%%

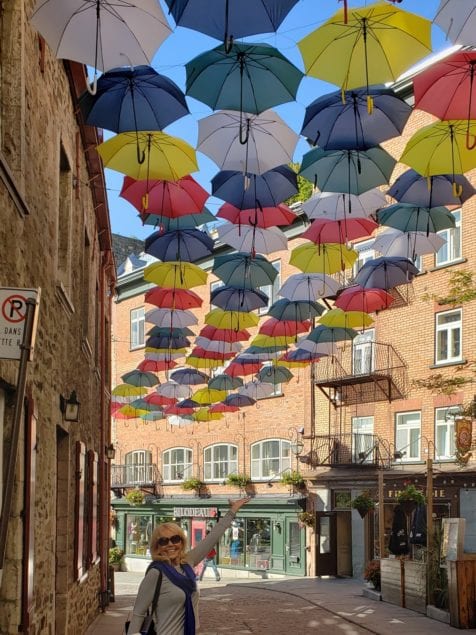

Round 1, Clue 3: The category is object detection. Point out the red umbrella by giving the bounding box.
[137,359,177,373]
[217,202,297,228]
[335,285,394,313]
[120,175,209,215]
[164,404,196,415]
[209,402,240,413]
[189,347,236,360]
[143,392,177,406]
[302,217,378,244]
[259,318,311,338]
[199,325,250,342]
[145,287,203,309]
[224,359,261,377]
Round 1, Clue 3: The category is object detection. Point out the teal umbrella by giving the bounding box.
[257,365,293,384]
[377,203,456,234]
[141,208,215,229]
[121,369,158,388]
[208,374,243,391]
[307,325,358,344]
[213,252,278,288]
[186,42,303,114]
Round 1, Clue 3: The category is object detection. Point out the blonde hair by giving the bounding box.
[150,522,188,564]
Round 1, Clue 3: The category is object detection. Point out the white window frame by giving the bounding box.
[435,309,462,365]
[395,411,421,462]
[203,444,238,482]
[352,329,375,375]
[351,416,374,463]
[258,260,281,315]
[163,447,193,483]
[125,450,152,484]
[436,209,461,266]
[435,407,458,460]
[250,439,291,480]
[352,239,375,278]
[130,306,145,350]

%%
%%

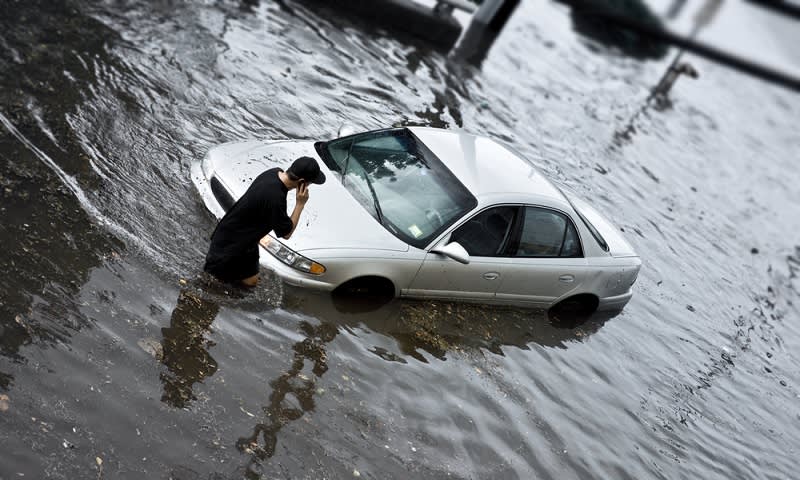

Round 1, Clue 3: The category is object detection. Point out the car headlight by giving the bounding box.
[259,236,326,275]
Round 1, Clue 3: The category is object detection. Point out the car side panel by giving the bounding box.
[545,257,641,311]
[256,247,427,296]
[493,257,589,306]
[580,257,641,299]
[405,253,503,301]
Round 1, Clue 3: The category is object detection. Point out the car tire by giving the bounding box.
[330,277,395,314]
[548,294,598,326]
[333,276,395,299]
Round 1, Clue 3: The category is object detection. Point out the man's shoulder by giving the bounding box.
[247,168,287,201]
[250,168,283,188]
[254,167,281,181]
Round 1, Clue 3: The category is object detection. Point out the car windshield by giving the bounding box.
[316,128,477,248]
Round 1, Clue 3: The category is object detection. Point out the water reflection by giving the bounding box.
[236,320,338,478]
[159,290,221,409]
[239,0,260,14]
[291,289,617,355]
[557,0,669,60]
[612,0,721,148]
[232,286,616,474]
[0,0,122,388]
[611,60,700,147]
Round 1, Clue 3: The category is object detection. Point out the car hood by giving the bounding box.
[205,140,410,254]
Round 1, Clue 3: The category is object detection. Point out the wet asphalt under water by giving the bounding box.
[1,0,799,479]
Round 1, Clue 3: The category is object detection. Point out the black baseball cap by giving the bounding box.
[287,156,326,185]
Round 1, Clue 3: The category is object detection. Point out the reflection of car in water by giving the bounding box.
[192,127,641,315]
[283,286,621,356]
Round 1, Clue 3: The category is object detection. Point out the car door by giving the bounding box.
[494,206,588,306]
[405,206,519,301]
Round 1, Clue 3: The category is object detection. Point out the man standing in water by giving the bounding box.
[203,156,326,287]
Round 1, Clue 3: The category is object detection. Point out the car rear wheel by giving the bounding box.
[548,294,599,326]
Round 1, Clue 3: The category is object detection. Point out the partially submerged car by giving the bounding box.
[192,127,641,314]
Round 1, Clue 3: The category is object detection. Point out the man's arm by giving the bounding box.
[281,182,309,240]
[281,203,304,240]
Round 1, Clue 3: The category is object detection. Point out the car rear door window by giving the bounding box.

%%
%%

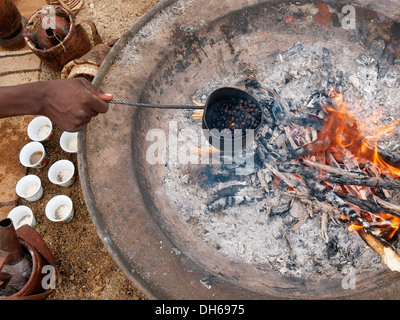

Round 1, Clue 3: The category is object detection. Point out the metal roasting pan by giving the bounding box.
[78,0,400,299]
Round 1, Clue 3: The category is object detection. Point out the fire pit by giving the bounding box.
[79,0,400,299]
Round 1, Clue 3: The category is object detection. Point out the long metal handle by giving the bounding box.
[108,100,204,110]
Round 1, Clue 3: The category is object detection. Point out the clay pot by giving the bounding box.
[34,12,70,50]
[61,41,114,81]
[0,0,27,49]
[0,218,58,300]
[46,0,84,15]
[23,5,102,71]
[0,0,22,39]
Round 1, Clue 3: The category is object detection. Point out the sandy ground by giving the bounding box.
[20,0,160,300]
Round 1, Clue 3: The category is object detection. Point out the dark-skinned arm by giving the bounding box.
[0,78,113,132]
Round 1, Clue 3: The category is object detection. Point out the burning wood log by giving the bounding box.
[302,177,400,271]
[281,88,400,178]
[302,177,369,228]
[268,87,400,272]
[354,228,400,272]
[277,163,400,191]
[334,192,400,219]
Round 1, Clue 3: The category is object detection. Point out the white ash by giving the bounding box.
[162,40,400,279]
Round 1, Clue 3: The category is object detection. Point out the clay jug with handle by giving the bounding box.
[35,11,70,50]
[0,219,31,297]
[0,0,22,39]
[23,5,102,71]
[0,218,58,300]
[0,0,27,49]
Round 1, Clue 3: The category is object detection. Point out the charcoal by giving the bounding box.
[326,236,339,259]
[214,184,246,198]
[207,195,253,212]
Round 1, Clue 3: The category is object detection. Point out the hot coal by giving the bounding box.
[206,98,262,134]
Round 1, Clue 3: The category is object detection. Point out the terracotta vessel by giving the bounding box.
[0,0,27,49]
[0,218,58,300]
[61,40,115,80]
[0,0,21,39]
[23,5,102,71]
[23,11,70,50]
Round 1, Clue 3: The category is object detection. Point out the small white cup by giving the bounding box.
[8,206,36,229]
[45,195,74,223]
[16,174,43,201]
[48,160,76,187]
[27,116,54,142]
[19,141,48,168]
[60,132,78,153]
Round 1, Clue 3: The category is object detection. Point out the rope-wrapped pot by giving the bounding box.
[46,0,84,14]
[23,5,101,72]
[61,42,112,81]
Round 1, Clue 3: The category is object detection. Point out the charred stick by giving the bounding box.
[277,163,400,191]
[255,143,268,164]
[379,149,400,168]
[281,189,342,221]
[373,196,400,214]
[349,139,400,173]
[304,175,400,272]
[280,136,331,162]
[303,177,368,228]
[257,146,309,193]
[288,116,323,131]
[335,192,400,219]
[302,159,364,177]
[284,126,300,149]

%%

[Task goal] All that should be written out is the stretch of lines above between the one holding "standing in water by giving the bounding box." and the one holding "window by giving the bounding box.", inclusive, exactly as given.

[Written response]
Round 1, Clue 3: The category is object detection. Point out the man standing in water by giving the bounding box.
[203,156,326,287]
Round 1, Clue 3: The category is object detection. Point out the car rear wheel by giving the bounding box.
[548,294,599,326]
Round 1, Clue 3: The category is object detection. Point out the partially submerged car by giving the bounding box.
[192,127,641,314]
Round 1, Clue 3: The category is object detection. Point out the man's arm by giving the bounding box.
[281,182,309,240]
[281,203,304,240]
Round 1, Clue 3: The category is object detection. Point out the car rear door window by giving the bounding box.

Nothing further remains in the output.